### [To be done]
Copy each line of the data below verbatim, omitting the pictures from your answer.

(Records excerpted from a collection)
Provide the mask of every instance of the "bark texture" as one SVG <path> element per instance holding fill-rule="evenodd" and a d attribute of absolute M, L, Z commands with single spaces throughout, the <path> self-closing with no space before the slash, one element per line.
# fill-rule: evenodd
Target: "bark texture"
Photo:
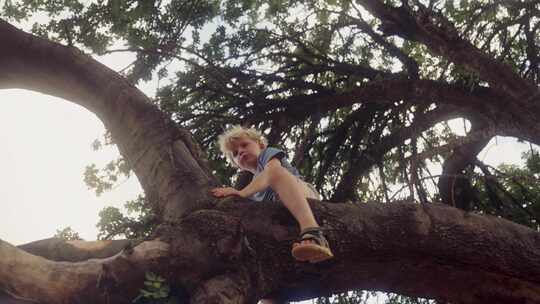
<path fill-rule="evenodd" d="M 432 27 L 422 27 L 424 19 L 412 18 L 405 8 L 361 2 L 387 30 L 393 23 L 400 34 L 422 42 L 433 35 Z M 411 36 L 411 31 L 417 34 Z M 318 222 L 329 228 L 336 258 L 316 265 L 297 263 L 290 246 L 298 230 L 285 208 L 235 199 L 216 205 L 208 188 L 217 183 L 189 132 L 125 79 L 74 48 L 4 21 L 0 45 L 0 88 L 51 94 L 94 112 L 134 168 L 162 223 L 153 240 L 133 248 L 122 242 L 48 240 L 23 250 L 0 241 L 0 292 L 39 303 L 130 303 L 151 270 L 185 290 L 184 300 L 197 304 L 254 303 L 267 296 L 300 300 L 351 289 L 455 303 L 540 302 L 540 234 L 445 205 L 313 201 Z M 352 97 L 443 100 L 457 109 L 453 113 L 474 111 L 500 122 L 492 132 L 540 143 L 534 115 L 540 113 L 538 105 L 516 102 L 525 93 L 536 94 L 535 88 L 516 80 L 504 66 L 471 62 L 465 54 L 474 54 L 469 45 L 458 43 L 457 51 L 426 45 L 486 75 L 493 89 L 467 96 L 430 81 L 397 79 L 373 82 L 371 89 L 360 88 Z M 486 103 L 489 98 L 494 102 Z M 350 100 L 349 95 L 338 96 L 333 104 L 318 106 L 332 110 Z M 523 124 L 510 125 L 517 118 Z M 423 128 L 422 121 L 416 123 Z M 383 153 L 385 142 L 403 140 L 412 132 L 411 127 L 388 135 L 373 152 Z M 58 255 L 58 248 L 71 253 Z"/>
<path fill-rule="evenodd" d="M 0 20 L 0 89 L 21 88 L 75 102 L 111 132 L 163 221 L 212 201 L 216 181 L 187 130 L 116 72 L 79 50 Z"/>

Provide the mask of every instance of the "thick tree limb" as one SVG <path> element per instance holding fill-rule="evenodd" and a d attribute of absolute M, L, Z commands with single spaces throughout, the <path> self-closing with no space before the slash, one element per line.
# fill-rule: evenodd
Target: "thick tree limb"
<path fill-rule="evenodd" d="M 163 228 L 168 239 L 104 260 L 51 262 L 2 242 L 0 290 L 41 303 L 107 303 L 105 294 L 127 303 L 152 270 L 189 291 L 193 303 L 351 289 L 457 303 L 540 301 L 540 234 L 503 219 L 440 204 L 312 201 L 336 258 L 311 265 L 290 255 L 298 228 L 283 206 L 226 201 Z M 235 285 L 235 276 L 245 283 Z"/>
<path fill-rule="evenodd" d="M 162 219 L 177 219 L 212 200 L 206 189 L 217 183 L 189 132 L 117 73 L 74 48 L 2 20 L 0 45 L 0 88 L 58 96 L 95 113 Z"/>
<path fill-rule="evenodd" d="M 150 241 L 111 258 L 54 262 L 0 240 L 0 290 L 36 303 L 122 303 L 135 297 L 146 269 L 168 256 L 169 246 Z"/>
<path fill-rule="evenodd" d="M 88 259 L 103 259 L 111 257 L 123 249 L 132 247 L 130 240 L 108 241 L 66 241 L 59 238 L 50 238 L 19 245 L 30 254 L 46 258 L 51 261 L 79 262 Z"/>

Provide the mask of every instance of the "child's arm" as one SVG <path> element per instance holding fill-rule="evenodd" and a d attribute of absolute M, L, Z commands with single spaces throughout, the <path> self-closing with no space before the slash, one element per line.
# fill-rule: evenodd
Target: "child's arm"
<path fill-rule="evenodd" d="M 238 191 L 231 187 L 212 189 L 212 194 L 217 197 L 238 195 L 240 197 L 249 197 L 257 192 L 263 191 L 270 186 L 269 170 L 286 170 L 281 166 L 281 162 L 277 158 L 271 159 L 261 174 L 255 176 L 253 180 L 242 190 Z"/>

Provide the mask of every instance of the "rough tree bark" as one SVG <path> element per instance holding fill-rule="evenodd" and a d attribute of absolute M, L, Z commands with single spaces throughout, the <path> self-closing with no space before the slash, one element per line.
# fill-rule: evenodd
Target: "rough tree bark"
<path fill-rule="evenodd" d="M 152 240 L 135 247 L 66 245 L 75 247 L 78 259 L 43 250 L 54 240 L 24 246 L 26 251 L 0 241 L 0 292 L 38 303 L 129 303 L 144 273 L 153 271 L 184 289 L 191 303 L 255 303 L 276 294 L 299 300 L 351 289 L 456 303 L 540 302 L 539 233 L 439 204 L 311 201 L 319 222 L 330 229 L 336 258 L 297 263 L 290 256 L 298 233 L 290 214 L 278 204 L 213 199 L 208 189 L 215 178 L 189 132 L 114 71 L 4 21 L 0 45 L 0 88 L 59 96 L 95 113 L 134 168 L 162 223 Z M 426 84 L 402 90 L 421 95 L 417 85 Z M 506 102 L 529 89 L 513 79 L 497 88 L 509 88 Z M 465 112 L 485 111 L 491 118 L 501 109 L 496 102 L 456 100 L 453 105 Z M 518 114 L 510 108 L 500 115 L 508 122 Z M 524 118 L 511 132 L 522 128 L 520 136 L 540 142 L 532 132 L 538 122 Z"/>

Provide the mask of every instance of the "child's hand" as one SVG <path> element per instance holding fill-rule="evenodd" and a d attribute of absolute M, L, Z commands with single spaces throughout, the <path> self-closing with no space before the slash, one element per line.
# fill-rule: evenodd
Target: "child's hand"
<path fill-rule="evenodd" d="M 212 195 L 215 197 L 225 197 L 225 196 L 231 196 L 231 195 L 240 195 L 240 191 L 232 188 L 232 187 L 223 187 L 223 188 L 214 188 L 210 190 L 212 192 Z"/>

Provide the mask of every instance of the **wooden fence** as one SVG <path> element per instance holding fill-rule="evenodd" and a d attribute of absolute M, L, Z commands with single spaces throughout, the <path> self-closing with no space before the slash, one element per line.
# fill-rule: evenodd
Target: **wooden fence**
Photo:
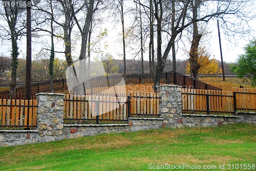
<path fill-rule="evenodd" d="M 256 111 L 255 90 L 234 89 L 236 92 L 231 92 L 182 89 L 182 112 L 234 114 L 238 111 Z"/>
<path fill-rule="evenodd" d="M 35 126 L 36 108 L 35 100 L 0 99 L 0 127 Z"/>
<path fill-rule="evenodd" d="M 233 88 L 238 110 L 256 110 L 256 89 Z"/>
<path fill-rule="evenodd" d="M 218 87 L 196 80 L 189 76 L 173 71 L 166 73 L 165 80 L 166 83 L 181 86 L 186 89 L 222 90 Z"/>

### [Problem solution]
Provide the mask of every instance of the "bark texture" as one SVG <path> element per instance holding fill-rule="evenodd" and a d attribute of absolute M, L, Z commands with single spaces throughout, the <path> self-closing with no space before the slash, one element per line.
# fill-rule: evenodd
Target: "bark texture"
Photo:
<path fill-rule="evenodd" d="M 432 27 L 422 27 L 424 19 L 412 18 L 405 8 L 361 2 L 387 30 L 393 23 L 400 34 L 422 42 L 433 35 Z M 411 36 L 411 31 L 417 34 Z M 318 222 L 329 228 L 336 258 L 316 265 L 297 263 L 290 246 L 298 230 L 285 208 L 235 199 L 216 205 L 208 188 L 217 183 L 189 132 L 125 79 L 74 48 L 4 21 L 0 45 L 0 88 L 51 94 L 94 112 L 134 168 L 162 223 L 153 240 L 133 248 L 122 242 L 48 240 L 23 250 L 0 241 L 0 292 L 39 303 L 130 303 L 151 270 L 185 290 L 184 300 L 197 304 L 254 303 L 267 296 L 300 300 L 351 289 L 455 303 L 540 302 L 540 234 L 445 205 L 313 201 Z M 352 97 L 443 100 L 457 109 L 453 113 L 474 111 L 500 122 L 492 132 L 540 143 L 534 115 L 540 113 L 538 105 L 516 102 L 525 93 L 536 94 L 535 88 L 516 80 L 504 66 L 471 62 L 465 54 L 474 54 L 469 45 L 458 43 L 457 51 L 426 45 L 486 75 L 493 89 L 467 96 L 430 81 L 397 79 L 373 82 L 371 89 L 360 88 Z M 486 103 L 489 98 L 494 102 Z M 350 100 L 349 95 L 338 96 L 333 104 L 318 106 L 332 110 Z M 523 124 L 510 125 L 517 118 Z M 423 128 L 422 121 L 416 123 Z M 383 153 L 385 142 L 403 140 L 412 132 L 411 127 L 388 135 L 373 152 Z M 58 255 L 58 248 L 71 253 Z"/>
<path fill-rule="evenodd" d="M 0 20 L 0 89 L 21 88 L 75 102 L 111 132 L 163 221 L 212 201 L 216 181 L 187 130 L 116 72 L 79 50 Z"/>

Provide the mask of every instance of the "thick tree limb" as one SVG <path> element per instance holding fill-rule="evenodd" and a d attribute of absolute M, L, Z commands with single spaces throughout, the <path> self-closing with no space before the slash, one element per line.
# fill-rule: evenodd
Target: "thick tree limb"
<path fill-rule="evenodd" d="M 163 228 L 168 239 L 104 260 L 51 262 L 2 242 L 0 290 L 41 303 L 107 303 L 105 294 L 127 303 L 152 270 L 189 291 L 193 303 L 351 289 L 457 303 L 540 301 L 540 234 L 503 219 L 440 204 L 312 201 L 336 258 L 311 265 L 290 255 L 298 228 L 283 206 L 226 201 Z M 235 285 L 235 276 L 245 283 Z"/>
<path fill-rule="evenodd" d="M 162 219 L 177 219 L 212 200 L 206 189 L 217 183 L 189 132 L 117 73 L 74 48 L 2 20 L 0 45 L 0 88 L 58 96 L 95 113 Z"/>
<path fill-rule="evenodd" d="M 150 241 L 111 258 L 54 262 L 0 240 L 0 290 L 36 303 L 122 303 L 135 297 L 146 269 L 168 256 L 169 246 Z"/>
<path fill-rule="evenodd" d="M 88 259 L 103 259 L 111 257 L 123 249 L 132 247 L 130 240 L 108 241 L 66 241 L 59 238 L 50 238 L 19 245 L 30 254 L 46 258 L 51 261 L 79 262 Z"/>

Provide the mask of every instance of the "child's arm" as one SVG <path> element per instance holding fill-rule="evenodd" and a d attribute of absolute M, L, Z commands with single spaces throughout, the <path> self-closing with no space before the slash, one element per line.
# fill-rule: evenodd
Target: "child's arm"
<path fill-rule="evenodd" d="M 238 191 L 231 187 L 212 189 L 212 194 L 217 197 L 238 195 L 240 197 L 249 197 L 257 192 L 263 191 L 270 186 L 269 170 L 286 170 L 281 166 L 281 162 L 277 158 L 271 159 L 261 174 L 255 176 L 253 180 L 242 190 Z"/>

Provide the mask of every instance of the "rough tree bark" as one SVG <path> element per instance holding fill-rule="evenodd" and a d attribute of absolute M, L, Z commands with single spaces throughout, the <path> self-closing with no space before the slash, one element per line.
# fill-rule: evenodd
Target: "rough tree bark"
<path fill-rule="evenodd" d="M 152 240 L 135 247 L 66 245 L 75 247 L 78 259 L 43 250 L 54 240 L 24 246 L 26 251 L 0 241 L 0 292 L 38 303 L 129 303 L 144 273 L 153 271 L 184 289 L 191 303 L 255 303 L 276 294 L 299 300 L 351 289 L 456 303 L 540 302 L 539 233 L 439 204 L 311 201 L 319 222 L 330 229 L 336 258 L 297 263 L 290 256 L 298 233 L 290 214 L 278 204 L 213 199 L 208 189 L 215 178 L 189 132 L 114 71 L 4 21 L 0 45 L 0 88 L 59 96 L 95 113 L 134 168 L 162 223 Z M 426 84 L 402 90 L 421 95 L 417 85 Z M 506 102 L 529 89 L 513 79 L 497 88 L 509 88 Z M 465 112 L 485 111 L 491 118 L 501 109 L 496 102 L 456 100 L 453 105 Z M 518 114 L 510 108 L 500 115 L 508 122 Z M 524 118 L 511 132 L 522 128 L 520 136 L 540 142 L 532 132 L 538 122 Z"/>

Provide the mask of every instance of the "child's hand" as one SVG <path> element per instance holding fill-rule="evenodd" and a d attribute of absolute M, L, Z commands with single spaces throughout, the <path> self-closing with no space before the slash, one element per line.
# fill-rule: evenodd
Target: "child's hand"
<path fill-rule="evenodd" d="M 212 195 L 215 197 L 225 197 L 225 196 L 231 196 L 231 195 L 240 195 L 240 191 L 232 188 L 232 187 L 223 187 L 223 188 L 214 188 L 210 190 L 212 192 Z"/>

Provide the mask of every instance of the **wooden fence** as one SVG <path> element per instance holding fill-rule="evenodd" and a d attribute of absolute M, L, Z commands with single spaces throughout, the <path> self-closing with no space before the slash, one element per line.
# fill-rule: evenodd
Target: **wooden fence**
Photo:
<path fill-rule="evenodd" d="M 256 111 L 255 90 L 234 89 L 236 92 L 231 92 L 182 89 L 182 112 L 234 114 L 238 111 Z"/>
<path fill-rule="evenodd" d="M 35 126 L 36 108 L 35 100 L 0 99 L 0 127 Z"/>
<path fill-rule="evenodd" d="M 233 88 L 238 110 L 256 110 L 256 89 Z"/>
<path fill-rule="evenodd" d="M 218 87 L 196 80 L 189 76 L 173 71 L 166 73 L 165 80 L 166 83 L 181 86 L 186 89 L 222 90 Z"/>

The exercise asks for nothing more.